> **TASK PROMPT**
Locate every line in the items that contains the word "flower", matching case exactly, and copy each such line.

> **PROVIDED ENTRIES**
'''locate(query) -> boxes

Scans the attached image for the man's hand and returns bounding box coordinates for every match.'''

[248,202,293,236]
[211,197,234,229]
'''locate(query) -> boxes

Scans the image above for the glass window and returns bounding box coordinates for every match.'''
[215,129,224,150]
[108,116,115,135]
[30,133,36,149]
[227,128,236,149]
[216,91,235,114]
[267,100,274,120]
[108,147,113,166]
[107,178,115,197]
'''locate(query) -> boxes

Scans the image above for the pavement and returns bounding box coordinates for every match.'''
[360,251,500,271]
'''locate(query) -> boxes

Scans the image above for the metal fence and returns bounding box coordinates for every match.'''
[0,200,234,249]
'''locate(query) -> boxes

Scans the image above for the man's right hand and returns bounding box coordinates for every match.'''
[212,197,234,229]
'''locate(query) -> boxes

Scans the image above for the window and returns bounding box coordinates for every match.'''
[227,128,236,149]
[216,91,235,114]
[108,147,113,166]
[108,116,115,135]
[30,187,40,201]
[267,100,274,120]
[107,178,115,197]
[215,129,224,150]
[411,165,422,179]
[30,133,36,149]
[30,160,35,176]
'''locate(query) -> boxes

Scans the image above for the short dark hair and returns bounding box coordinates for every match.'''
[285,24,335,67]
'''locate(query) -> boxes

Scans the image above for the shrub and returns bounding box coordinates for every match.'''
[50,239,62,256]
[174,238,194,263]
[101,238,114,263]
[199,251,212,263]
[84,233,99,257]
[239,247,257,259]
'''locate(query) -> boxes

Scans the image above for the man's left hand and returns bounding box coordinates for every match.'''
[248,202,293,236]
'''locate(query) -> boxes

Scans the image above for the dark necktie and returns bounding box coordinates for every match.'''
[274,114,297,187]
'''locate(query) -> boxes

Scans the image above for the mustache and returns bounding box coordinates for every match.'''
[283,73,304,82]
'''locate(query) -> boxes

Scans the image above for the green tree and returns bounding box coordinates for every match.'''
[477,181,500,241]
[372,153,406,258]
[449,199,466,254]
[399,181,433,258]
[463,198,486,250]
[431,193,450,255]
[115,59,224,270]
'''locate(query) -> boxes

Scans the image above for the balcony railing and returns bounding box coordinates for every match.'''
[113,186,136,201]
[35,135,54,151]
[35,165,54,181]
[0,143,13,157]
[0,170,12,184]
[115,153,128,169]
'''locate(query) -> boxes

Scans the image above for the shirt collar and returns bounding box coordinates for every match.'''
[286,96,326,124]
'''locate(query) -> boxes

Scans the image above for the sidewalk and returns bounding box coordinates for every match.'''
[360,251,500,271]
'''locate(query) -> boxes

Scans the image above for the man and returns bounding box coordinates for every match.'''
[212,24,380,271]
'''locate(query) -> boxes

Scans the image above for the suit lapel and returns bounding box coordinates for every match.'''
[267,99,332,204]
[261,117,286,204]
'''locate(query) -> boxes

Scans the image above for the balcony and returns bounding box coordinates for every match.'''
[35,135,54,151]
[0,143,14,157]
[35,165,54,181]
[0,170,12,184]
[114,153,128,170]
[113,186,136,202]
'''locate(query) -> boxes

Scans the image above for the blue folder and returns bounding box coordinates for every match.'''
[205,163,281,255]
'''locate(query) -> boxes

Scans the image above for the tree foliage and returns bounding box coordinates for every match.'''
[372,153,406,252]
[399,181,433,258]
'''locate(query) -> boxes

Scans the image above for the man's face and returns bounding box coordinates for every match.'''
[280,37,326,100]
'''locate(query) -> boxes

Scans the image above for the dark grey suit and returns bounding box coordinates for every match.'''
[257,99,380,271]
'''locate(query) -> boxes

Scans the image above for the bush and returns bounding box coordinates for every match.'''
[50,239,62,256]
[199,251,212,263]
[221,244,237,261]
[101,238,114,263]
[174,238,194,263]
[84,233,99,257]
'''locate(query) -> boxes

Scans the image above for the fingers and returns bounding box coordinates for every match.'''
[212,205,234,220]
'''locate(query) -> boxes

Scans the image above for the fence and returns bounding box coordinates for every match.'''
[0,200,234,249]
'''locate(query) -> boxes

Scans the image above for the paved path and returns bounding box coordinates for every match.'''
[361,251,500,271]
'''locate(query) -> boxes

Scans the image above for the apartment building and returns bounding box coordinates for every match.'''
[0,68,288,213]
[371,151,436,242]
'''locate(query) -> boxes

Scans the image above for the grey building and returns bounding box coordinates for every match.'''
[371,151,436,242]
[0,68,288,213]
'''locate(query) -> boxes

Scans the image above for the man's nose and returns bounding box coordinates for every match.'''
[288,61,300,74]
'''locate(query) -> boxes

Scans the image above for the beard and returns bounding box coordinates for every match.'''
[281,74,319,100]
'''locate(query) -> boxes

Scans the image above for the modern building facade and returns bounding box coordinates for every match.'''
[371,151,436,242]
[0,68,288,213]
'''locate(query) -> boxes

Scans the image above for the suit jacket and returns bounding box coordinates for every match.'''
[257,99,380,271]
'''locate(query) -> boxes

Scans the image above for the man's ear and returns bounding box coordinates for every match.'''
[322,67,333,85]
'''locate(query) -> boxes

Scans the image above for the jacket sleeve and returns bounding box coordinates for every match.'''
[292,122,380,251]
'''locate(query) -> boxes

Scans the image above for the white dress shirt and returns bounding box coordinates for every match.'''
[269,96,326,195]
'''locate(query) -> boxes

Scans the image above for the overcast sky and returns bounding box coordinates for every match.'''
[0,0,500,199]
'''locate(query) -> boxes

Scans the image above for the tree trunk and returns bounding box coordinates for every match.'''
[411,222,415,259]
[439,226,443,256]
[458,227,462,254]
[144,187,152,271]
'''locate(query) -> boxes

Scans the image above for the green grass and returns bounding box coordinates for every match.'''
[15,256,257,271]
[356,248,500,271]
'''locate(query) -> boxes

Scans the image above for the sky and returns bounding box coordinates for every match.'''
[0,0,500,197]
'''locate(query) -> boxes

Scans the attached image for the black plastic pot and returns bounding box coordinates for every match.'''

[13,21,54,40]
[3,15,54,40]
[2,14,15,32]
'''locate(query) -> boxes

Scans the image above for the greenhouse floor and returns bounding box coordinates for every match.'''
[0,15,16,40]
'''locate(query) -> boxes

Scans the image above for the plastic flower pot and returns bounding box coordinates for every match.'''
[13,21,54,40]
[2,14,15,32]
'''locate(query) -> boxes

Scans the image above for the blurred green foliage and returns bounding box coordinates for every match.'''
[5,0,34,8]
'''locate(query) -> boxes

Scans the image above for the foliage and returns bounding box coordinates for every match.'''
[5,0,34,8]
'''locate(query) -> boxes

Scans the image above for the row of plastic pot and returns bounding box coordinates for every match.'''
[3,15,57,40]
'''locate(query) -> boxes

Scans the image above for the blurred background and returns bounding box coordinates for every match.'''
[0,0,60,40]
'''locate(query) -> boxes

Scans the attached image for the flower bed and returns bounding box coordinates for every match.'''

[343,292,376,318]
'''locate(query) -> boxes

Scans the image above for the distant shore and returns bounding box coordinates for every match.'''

> **ANSWER FOR THE TASK**
Scans the image above for the plastic flower pot and returns bounding box coordinates for every match.'''
Scans the attached image for the flower bed and returns bounding box coordinates for every match.'''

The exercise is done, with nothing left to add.